§ Short task: Update the stretch from the line containing "364, row 386." through the line containing "column 671, row 79", replacing "Target" with "Label" and leaving everything else unchanged. Return only those lines.

§ Listed entries:
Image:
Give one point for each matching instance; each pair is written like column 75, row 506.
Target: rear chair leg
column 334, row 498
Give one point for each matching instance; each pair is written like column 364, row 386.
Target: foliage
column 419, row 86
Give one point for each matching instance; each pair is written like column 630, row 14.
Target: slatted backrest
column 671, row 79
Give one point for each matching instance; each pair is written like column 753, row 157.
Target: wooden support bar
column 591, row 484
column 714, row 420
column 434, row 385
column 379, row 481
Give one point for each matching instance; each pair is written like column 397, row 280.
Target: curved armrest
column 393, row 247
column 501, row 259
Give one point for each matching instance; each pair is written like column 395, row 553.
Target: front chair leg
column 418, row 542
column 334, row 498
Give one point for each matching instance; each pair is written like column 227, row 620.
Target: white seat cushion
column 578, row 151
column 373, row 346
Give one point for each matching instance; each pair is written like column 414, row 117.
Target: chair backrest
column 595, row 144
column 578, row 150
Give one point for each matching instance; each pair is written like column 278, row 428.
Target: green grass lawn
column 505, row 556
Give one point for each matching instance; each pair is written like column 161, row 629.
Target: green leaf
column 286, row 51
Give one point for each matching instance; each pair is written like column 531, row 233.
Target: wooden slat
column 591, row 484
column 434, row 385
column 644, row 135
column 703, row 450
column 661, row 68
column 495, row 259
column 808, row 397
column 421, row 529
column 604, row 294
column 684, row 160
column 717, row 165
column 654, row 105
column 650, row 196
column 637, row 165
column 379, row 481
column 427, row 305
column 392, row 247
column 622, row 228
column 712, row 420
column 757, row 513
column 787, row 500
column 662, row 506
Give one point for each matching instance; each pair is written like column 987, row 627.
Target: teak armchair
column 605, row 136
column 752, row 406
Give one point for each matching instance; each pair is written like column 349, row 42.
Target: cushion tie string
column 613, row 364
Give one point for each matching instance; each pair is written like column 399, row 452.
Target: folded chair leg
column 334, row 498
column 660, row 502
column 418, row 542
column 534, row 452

§ Full response:
Give one point for each matching instance; each pair is written like column 364, row 386.
Label: foliage
column 419, row 86
Give one point for each matching instance; each pair is written like column 630, row 14.
Label: slatted backrest
column 671, row 79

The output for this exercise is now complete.